CONSIGNES DES TÂCHES -
1. Indiquez, d'après le résumé du projet SUTRA², combien de blessés ALIMA a pris en charge avec sa clinique partenaire haïtienne.
2. Poursuivez le résumé du projet SUTRA² à partir de sa dernière phrase.

EXTRAIT DU TEXTE -
┏━━
SUTRA² – Suivi et Traitement du traumatisme des membres en cas d’afflux massif des blessés dans les contextes difficiles

Résumé

Le séisme du 12 janvier 2010 à Haïti a entraîné un afflux massif de blessés présentant des traumatismes des membres. Les amputés de tout âge peuplent les hôpitaux depuis lors. Les traitements apportés ont soulevé une controverse sur l’opportunité de certaines amputations. Certaines autorités médicales soulignent que des tentatives complètes de chirurgies reconstructrices devraient être entreprises avant d’effectuer le geste d’amputation.

L’étude projetée se propose de :

1/ Collecter les données nécessaires à une évaluation des traitements des traumatismes des membres à partir d’un échantillon large dans un suivi longitudinal,

2/ Discuter les méthodologies qui permettent de comparer les différents traitements apportés, et détailler leurs implications éthiques et économiques,

3/ Promouvoir une gestion intelligente du suivi de ces victimes du séisme à partir d’une évaluation de la qualité des soins.

ALIMA (The Alliance For International Medical Action) est une ONG internationale. Elle a pour but de développer des capacités locales et de mener des recherches opérationnelles dans le domaine de la santé. Depuis la soirée du 12 janvier, ALIMA, en partenariat avec une clinique Haïtienne, a organisé une prise en charge des victimes de tremblement de terre. Avec deux blocs opératoires et des spécialistes en chirurgie plastique et orthopédique, nous nous sommes occupés de 1 200 blessés, faits 780 gestes chirurgicaux et plus de 2 500 actes de soins. Dès le début nous avons décidé de mettre en œuvre un projet de suivi de nos patients sur plusieurs mois, d’établir un programme de chirurgie reconstructive et donc de tenter de sauver les membres de nos blessés. Une collecte des données prospectives a été mise en place la première semaine de notre activité à Port au Prince.
┗━━
(Entrées enregistrées)
┏━━
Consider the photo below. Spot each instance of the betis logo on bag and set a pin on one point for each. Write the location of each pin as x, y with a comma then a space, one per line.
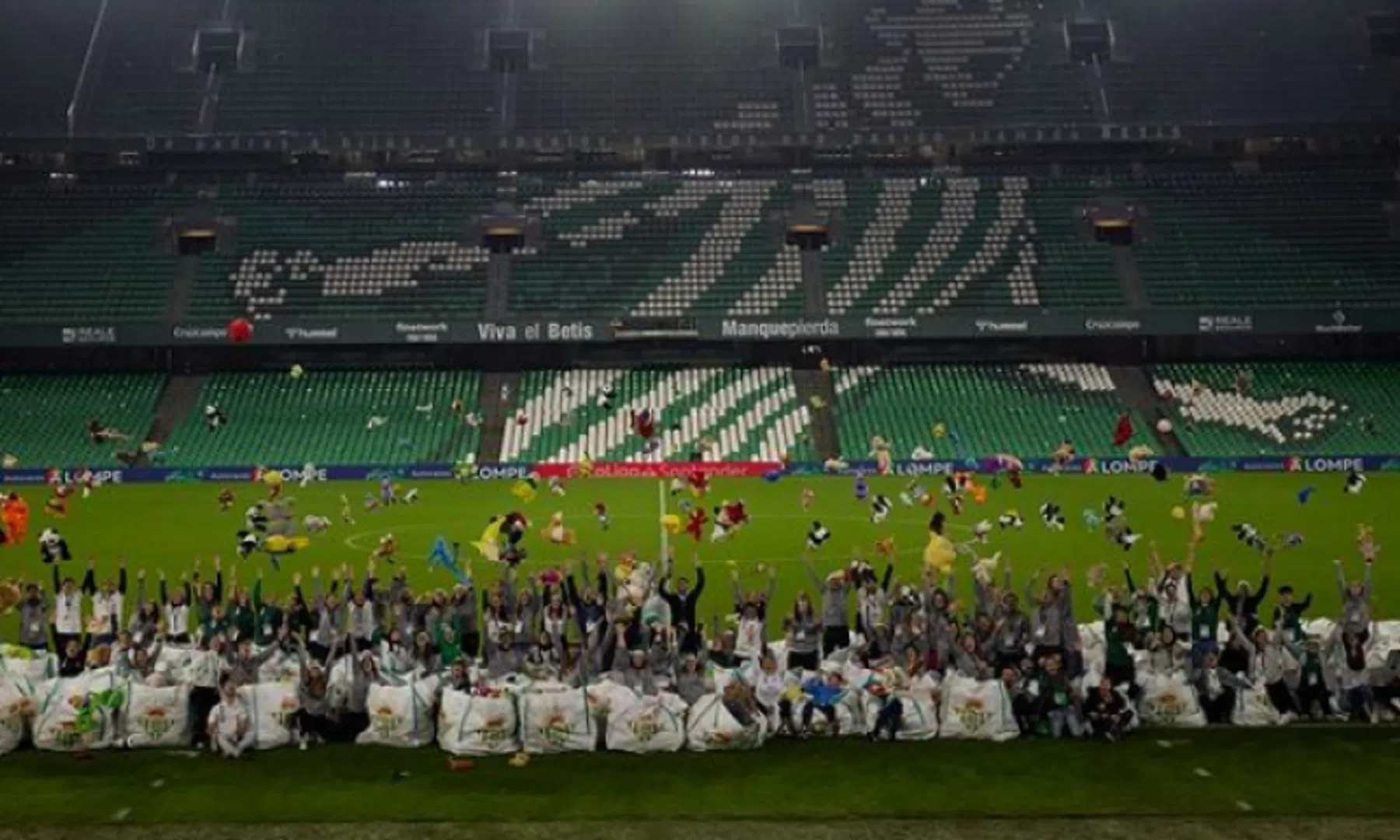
286, 709
385, 721
495, 731
1165, 707
14, 714
646, 726
972, 714
556, 728
156, 721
┗━━
RÉPONSES PAR TÂCHE -
1. 1 200 blessés.

2.
L’étude projetée vise à déterminer les modes les plus appropriés de la prise en charge des traumatismes des membres dans un contexte où pèsent de multiples contraintes. Les enjeux portent à la fois sur des aspects locaux, propres à la réussite du plan de reconstruction d’Haïti, et des aspects sur le caractère d’une expérience transposable dans la gestion des situations post-catastrophiques, et plus généralement dans la prise en charge des traumatismes sur les membres. Pour les aspects locaux, l’avenir d’Haïti est hypothéqué par les aspects psychologiques de la vie des haïtiens après le séisme, et plus particulièrement par celles des personnes victimes du séisme du 12 janvier. Des données précises, une évaluation fine et complète de la gestion des traumatismes des membres sont nécessaires pour la société haïtienne dans son projet collectif de reconstruction.

Les enjeux de la prise en compte de cette dimension psychologique dépassent le simple cas de cette décision amputation/reconstruction en Haïti. Les enjeux sont d’abord d’ordre éthique pour la médecine des catastrophes, et plus généralement concernent la place de la qualité de vie dans les évaluations préalables à une décision médicale. Les enjeux sont ensuite du côté de la gestion d’un système de santé et de la place des plus démunis dans celui-ci.

En résumé, cette évaluation d’une décision médicale possède une grande exemplarité pour les domaines de l’éthique, de la performance d’un système de santé et de la lutte contre la pauvreté.